** BEGIN DATA SHOWN **

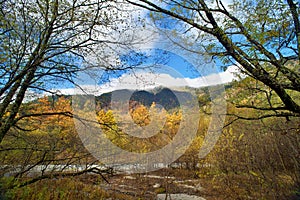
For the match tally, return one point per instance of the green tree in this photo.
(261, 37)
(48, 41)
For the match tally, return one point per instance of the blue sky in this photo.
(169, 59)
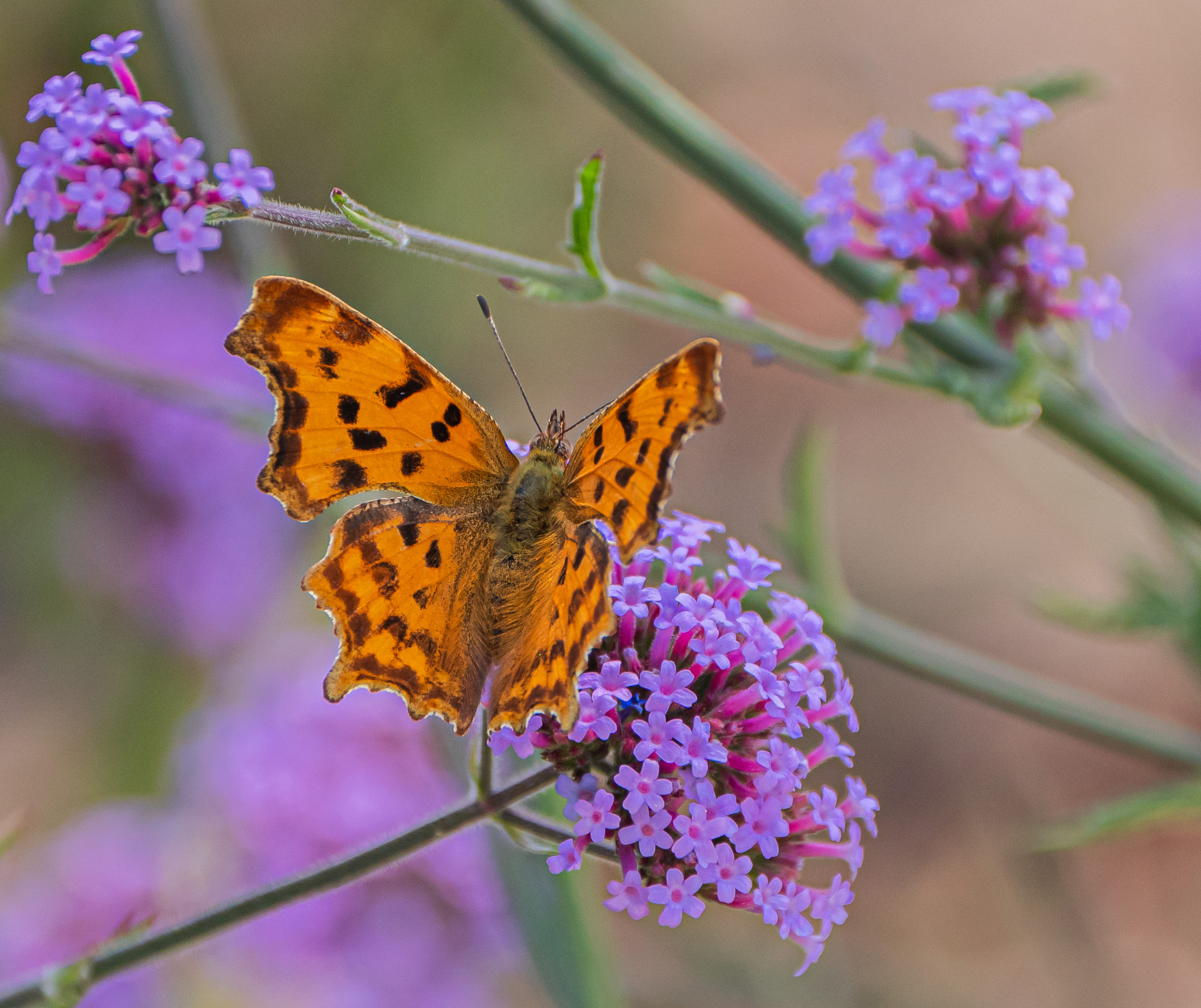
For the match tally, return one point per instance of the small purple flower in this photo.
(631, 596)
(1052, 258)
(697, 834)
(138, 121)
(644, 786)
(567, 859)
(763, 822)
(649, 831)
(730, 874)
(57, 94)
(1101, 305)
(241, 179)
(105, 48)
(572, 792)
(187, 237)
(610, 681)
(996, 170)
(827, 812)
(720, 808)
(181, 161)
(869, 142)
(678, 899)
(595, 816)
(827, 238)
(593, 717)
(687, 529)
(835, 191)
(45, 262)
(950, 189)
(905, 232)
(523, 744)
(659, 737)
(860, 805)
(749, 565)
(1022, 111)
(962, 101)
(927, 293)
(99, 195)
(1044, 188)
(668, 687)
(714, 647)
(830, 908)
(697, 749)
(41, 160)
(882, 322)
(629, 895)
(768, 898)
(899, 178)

** END DATA SHOWN **
** BEGIN DATA SHOWN **

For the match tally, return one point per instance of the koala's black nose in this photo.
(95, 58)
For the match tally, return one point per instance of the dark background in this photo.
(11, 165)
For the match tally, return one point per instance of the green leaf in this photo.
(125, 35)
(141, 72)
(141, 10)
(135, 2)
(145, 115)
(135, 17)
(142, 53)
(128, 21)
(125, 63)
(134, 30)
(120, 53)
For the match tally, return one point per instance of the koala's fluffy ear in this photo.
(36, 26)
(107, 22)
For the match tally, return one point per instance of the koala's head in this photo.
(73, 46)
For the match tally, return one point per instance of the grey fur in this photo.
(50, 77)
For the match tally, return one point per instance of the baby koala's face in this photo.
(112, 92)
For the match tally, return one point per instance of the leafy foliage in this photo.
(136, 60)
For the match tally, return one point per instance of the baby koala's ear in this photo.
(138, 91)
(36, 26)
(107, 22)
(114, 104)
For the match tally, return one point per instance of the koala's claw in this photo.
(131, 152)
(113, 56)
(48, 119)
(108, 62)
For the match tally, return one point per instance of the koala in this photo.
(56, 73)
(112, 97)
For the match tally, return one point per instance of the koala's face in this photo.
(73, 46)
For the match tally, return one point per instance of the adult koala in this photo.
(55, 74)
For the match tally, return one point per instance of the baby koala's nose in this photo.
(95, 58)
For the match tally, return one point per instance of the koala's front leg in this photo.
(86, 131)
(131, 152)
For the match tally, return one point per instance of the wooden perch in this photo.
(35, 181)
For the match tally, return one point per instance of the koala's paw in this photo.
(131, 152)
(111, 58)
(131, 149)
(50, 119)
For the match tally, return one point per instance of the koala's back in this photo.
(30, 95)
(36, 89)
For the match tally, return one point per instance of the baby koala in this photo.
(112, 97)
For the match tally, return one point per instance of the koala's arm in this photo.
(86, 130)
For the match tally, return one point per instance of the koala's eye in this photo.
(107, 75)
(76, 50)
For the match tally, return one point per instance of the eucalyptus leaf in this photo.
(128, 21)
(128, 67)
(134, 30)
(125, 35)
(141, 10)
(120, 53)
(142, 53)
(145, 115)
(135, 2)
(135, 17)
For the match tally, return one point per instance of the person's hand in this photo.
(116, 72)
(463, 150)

** END DATA SHOWN **
** BEGIN DATA SHOWN **

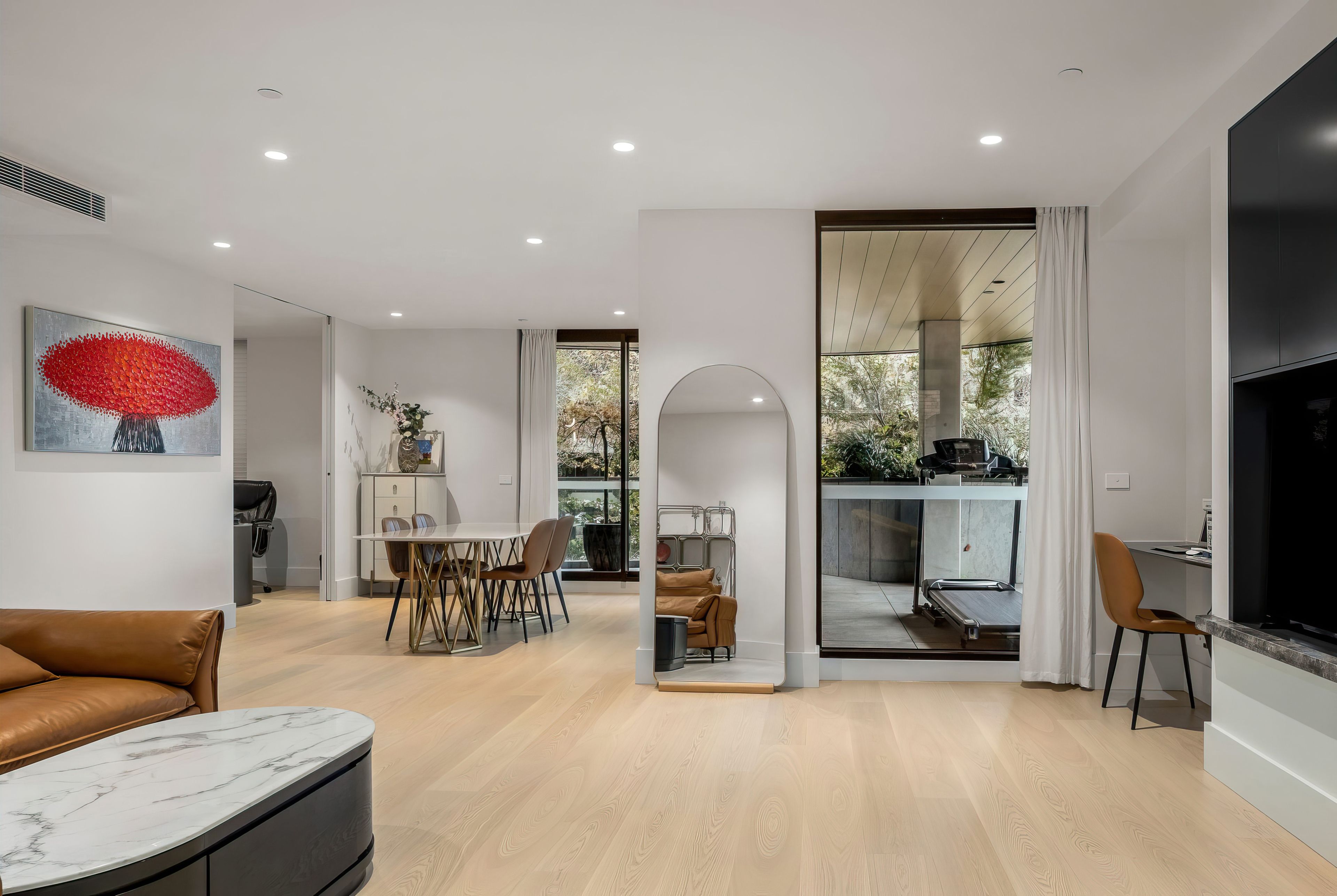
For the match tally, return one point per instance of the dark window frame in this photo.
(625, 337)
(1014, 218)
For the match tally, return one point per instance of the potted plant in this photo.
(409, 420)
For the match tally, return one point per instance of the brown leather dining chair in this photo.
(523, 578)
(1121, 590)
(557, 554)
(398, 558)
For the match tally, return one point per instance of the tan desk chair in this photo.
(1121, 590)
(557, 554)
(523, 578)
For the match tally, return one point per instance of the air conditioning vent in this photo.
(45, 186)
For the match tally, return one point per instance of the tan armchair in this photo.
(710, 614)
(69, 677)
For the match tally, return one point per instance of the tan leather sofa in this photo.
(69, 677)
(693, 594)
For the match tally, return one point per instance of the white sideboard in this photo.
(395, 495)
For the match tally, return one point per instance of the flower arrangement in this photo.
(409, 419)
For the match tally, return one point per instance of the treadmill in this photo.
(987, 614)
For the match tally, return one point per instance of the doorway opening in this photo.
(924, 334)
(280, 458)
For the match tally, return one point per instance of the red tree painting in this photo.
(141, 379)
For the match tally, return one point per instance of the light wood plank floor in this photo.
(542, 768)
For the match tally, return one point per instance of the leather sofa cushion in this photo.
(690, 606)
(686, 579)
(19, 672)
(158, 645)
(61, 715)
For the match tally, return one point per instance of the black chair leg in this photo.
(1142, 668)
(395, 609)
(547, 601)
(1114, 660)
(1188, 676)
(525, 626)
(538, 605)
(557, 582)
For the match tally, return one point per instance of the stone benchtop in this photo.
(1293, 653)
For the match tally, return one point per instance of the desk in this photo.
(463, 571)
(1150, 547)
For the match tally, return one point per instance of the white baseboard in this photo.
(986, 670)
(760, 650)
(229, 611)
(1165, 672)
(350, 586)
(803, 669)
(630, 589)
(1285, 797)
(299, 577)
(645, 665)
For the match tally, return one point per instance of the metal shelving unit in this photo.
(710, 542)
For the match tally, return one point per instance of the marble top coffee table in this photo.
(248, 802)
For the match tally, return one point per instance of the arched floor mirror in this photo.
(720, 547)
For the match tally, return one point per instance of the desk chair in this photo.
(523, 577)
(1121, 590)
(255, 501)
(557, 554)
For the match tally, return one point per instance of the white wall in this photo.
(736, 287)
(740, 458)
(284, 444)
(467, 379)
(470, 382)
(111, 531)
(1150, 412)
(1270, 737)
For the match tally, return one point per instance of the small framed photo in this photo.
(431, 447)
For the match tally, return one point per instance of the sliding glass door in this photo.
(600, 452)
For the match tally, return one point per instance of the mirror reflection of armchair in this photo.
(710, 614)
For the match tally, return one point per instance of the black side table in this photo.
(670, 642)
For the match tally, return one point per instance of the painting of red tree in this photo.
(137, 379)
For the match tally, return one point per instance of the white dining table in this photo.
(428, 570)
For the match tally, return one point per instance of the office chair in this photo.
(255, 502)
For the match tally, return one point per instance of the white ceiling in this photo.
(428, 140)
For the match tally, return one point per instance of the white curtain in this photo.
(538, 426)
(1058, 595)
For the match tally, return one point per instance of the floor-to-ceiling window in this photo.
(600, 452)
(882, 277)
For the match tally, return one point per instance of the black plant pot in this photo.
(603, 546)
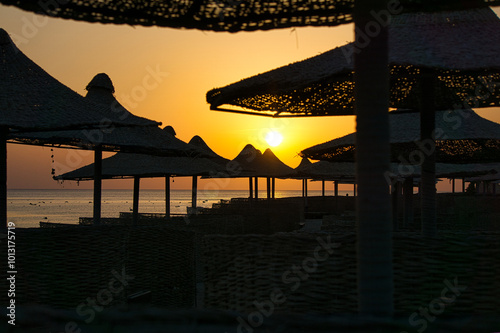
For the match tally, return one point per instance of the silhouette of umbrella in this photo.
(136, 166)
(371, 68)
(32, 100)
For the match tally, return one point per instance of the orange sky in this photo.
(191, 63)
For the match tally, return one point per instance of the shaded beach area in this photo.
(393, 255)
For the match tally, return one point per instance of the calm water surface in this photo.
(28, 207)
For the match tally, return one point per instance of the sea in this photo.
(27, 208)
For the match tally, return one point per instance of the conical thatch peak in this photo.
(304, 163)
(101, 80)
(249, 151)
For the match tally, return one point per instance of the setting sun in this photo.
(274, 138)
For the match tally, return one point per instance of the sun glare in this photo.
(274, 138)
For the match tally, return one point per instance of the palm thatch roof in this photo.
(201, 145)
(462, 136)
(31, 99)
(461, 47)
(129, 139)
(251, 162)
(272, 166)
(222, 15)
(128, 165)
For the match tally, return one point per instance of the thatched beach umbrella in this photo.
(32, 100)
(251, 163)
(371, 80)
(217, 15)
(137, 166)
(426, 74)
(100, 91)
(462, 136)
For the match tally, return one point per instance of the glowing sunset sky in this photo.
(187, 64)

** END DATA SHOWN **

WRITTEN INSTRUCTION
Locate each line in the items above that contains the word "green", and copy those lines.

CORRECT RESPONSE
For the match tally, return one point per instance of the green tree in this photo.
For the match tally, return one point per instance of the green leaf in this photo.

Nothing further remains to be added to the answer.